* [Exercise aim]:
Rewrite the part of the listing that opens with the line containing "the green hedge" and runs through the end of the listing, changing "city skyline" to "downtown skyline" and leaving all else as it stands.

* [Raw data]:
# # #

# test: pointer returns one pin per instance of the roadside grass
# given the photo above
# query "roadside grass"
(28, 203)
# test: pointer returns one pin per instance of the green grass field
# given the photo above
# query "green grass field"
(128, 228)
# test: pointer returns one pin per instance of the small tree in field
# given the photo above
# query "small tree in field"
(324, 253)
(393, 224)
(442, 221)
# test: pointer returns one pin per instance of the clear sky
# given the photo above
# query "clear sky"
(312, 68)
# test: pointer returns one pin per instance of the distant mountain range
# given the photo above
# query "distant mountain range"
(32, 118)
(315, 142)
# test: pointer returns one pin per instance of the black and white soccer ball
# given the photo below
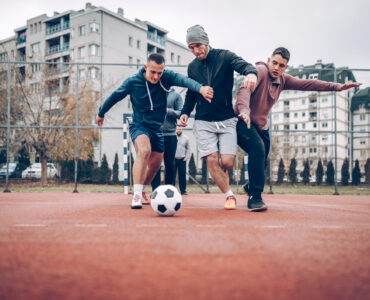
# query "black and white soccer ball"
(166, 200)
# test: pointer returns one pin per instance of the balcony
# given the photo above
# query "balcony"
(57, 28)
(57, 49)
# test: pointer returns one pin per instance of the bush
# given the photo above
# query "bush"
(281, 172)
(345, 172)
(356, 174)
(293, 171)
(319, 173)
(330, 173)
(305, 174)
(115, 169)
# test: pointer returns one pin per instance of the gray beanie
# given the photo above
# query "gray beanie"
(196, 34)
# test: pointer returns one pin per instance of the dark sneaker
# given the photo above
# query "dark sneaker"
(246, 188)
(255, 203)
(145, 200)
(230, 203)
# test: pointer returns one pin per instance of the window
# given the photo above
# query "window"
(35, 68)
(94, 50)
(82, 74)
(81, 52)
(94, 73)
(81, 30)
(35, 48)
(94, 27)
(3, 56)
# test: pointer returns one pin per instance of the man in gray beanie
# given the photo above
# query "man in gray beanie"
(215, 121)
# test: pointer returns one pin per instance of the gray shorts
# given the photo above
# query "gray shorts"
(216, 136)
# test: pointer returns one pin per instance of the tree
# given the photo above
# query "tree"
(192, 167)
(330, 173)
(305, 174)
(293, 171)
(367, 171)
(204, 171)
(281, 172)
(319, 173)
(104, 172)
(345, 172)
(51, 101)
(115, 169)
(356, 173)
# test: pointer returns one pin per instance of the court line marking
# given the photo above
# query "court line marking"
(30, 225)
(91, 225)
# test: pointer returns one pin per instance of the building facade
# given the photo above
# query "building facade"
(304, 122)
(101, 40)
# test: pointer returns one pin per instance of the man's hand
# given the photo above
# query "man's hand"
(184, 120)
(250, 81)
(206, 92)
(99, 120)
(347, 86)
(246, 119)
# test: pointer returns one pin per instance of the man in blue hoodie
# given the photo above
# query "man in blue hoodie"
(148, 90)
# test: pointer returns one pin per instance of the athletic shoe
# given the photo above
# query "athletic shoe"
(246, 188)
(145, 200)
(230, 203)
(255, 203)
(136, 201)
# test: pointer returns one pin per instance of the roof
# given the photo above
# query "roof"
(325, 72)
(361, 97)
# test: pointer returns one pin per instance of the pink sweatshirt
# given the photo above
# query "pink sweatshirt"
(257, 104)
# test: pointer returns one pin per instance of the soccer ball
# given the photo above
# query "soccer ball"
(166, 200)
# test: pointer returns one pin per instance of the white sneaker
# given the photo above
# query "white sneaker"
(136, 201)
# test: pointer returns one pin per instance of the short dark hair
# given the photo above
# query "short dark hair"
(284, 52)
(156, 57)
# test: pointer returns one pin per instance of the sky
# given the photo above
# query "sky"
(335, 31)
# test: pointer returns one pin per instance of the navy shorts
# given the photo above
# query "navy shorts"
(155, 136)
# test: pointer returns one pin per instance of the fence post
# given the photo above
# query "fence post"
(335, 138)
(76, 141)
(125, 154)
(8, 135)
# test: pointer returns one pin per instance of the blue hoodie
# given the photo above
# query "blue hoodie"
(149, 101)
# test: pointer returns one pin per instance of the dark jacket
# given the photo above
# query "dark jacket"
(217, 71)
(174, 106)
(148, 109)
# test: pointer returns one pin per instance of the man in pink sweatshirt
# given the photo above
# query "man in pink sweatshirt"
(253, 107)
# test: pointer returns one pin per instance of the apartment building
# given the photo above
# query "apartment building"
(95, 36)
(298, 117)
(360, 108)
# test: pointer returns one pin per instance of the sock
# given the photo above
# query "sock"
(138, 189)
(229, 193)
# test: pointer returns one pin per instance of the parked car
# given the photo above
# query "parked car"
(14, 171)
(34, 171)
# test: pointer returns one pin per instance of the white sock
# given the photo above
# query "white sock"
(229, 193)
(138, 189)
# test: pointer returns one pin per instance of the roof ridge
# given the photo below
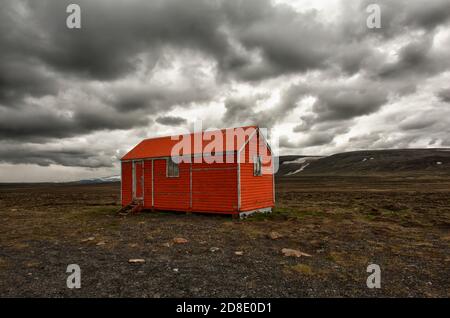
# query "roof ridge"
(191, 133)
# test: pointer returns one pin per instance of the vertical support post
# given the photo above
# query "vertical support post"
(133, 175)
(238, 162)
(153, 184)
(190, 186)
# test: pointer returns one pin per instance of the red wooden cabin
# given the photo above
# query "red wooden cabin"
(234, 177)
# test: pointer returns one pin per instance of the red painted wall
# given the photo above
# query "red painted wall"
(214, 187)
(148, 184)
(256, 191)
(126, 183)
(171, 193)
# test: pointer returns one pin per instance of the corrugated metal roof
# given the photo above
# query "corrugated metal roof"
(163, 146)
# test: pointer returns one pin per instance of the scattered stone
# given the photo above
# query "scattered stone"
(293, 253)
(180, 240)
(275, 235)
(136, 261)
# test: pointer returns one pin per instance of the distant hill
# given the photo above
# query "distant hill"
(97, 180)
(365, 162)
(401, 161)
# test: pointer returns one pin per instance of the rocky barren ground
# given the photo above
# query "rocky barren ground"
(344, 223)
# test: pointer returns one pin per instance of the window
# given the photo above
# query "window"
(172, 168)
(257, 166)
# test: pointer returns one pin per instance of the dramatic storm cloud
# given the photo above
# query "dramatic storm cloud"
(72, 101)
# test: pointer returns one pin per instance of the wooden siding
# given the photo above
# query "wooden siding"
(214, 187)
(126, 185)
(256, 191)
(148, 184)
(171, 193)
(139, 179)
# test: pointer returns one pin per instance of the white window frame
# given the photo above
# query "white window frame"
(170, 161)
(257, 161)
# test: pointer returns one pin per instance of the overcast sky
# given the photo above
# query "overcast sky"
(73, 101)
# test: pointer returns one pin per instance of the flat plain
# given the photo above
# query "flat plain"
(344, 223)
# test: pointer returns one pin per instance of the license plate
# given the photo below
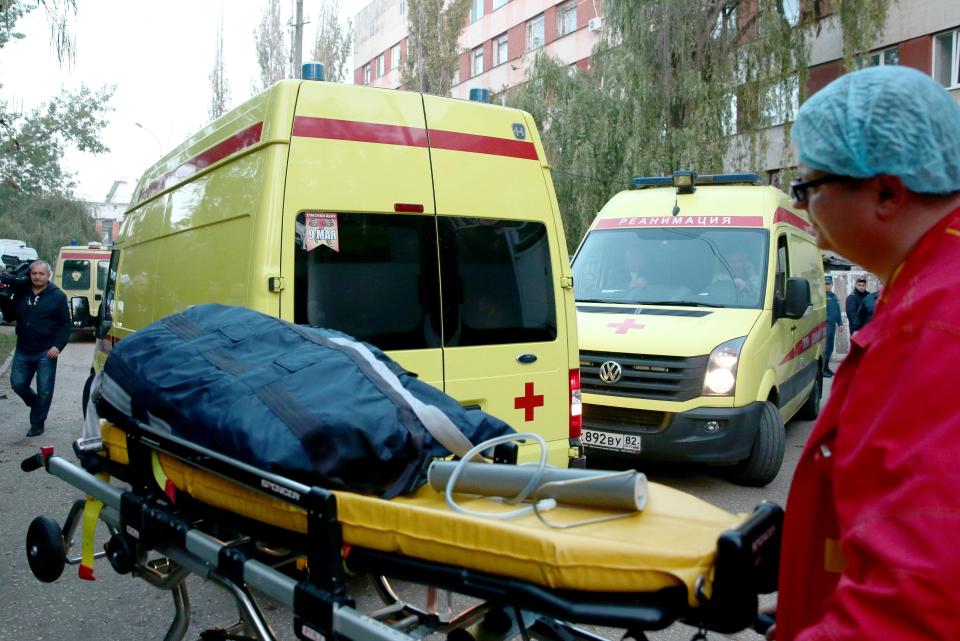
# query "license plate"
(611, 441)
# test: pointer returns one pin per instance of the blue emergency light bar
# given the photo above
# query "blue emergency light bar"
(686, 181)
(652, 181)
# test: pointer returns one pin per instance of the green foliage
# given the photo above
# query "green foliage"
(433, 50)
(36, 202)
(219, 84)
(332, 46)
(670, 83)
(45, 222)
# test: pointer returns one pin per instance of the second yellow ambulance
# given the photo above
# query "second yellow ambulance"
(701, 313)
(425, 226)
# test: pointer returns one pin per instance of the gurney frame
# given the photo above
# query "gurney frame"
(142, 520)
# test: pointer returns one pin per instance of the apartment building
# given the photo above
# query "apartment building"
(499, 42)
(923, 34)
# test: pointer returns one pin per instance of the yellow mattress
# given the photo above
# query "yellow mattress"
(672, 542)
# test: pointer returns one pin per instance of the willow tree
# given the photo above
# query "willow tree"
(271, 44)
(433, 48)
(679, 84)
(332, 44)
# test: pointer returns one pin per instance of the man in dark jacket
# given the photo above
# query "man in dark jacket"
(43, 329)
(834, 320)
(856, 311)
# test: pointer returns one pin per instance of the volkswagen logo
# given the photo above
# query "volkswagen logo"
(611, 372)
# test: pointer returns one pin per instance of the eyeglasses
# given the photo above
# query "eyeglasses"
(798, 190)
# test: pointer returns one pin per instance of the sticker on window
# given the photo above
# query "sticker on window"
(322, 229)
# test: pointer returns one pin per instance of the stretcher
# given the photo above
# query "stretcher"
(182, 509)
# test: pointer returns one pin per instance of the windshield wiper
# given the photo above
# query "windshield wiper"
(680, 303)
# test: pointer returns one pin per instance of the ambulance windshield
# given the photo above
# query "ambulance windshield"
(658, 265)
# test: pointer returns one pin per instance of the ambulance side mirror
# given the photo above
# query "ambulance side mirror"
(797, 298)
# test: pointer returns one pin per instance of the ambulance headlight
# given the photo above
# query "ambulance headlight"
(721, 376)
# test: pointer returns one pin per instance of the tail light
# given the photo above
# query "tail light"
(576, 405)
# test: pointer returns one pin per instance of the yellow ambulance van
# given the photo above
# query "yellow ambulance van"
(81, 272)
(702, 316)
(425, 226)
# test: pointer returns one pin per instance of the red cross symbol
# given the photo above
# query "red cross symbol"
(624, 326)
(528, 402)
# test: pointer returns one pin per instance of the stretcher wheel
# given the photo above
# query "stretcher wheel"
(46, 552)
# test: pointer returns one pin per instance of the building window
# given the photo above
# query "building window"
(476, 10)
(946, 58)
(567, 18)
(535, 38)
(477, 61)
(500, 50)
(890, 56)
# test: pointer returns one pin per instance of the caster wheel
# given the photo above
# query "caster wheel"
(46, 552)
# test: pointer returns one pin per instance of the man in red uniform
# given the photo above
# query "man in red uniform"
(870, 546)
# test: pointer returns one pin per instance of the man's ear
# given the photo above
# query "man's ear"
(891, 194)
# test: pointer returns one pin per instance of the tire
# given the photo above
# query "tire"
(763, 464)
(46, 552)
(86, 396)
(810, 410)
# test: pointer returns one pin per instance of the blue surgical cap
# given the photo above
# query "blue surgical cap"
(883, 120)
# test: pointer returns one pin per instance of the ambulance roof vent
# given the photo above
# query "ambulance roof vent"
(312, 70)
(686, 181)
(480, 94)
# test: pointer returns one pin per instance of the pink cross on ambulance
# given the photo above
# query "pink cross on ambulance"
(701, 316)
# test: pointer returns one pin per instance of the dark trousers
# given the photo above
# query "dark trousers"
(828, 348)
(22, 371)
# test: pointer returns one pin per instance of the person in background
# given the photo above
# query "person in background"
(856, 312)
(43, 329)
(869, 548)
(869, 305)
(834, 320)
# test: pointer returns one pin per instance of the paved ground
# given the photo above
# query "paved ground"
(118, 608)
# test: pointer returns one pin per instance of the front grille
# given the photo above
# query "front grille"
(603, 417)
(661, 378)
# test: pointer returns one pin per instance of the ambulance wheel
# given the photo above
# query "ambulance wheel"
(810, 410)
(763, 464)
(46, 552)
(86, 395)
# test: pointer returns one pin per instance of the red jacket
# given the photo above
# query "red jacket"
(871, 546)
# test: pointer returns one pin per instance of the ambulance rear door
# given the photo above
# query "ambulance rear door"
(505, 348)
(359, 231)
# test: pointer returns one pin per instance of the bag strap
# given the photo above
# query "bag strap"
(433, 418)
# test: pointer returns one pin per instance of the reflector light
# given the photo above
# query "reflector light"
(576, 405)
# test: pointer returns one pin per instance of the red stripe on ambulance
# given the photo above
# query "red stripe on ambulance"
(812, 337)
(456, 141)
(785, 216)
(681, 221)
(333, 129)
(79, 256)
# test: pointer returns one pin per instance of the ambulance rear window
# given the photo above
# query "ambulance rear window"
(713, 267)
(102, 266)
(76, 274)
(384, 279)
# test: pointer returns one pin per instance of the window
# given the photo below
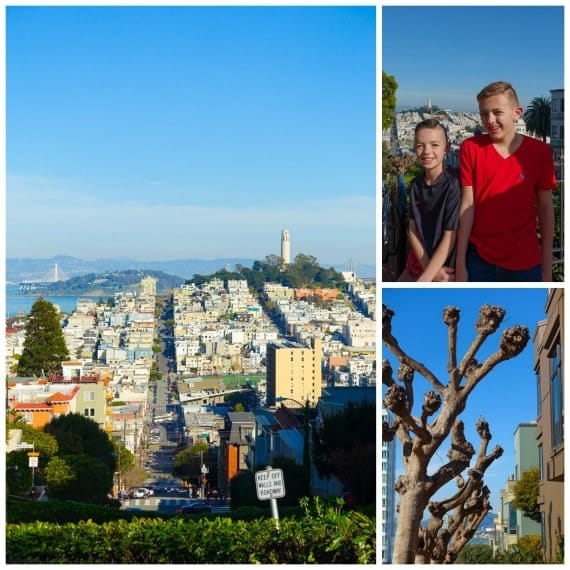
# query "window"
(538, 395)
(556, 394)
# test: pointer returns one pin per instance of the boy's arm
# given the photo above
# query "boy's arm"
(439, 256)
(417, 244)
(546, 227)
(466, 214)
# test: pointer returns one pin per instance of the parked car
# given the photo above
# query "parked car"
(194, 507)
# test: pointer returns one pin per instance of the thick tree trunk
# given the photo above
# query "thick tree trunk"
(412, 505)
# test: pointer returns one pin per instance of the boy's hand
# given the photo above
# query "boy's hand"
(461, 273)
(445, 274)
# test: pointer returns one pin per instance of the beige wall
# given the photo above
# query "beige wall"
(294, 373)
(551, 491)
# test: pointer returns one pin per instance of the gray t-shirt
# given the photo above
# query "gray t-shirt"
(435, 209)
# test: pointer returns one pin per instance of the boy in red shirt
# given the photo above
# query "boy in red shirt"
(506, 180)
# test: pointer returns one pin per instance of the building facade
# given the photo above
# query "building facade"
(294, 372)
(286, 247)
(549, 366)
(557, 129)
(511, 524)
(388, 495)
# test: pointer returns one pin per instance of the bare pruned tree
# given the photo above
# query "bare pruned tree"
(421, 437)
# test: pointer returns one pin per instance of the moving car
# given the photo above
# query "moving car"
(194, 507)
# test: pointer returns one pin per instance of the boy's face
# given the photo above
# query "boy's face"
(430, 146)
(499, 113)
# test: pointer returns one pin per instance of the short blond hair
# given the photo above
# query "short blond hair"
(499, 88)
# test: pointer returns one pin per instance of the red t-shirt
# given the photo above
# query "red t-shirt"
(504, 198)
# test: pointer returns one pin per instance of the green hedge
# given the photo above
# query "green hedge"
(324, 535)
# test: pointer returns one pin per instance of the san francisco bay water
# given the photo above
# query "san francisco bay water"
(17, 303)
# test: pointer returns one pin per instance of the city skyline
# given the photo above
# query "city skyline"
(425, 340)
(191, 132)
(465, 48)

# # #

* [Result below]:
# test: pointer returns one pin per instance of the green hedge
# given the photo above
# query "green hedge"
(324, 535)
# test: pointer returns one pin per instance of the san francisco bay water
# given the photo above
# query "san francisco bay water"
(17, 303)
# test: pointer returns one pin per instance of the downtown skyline
# given the photo above
# query "downtown skyline"
(425, 340)
(191, 132)
(465, 48)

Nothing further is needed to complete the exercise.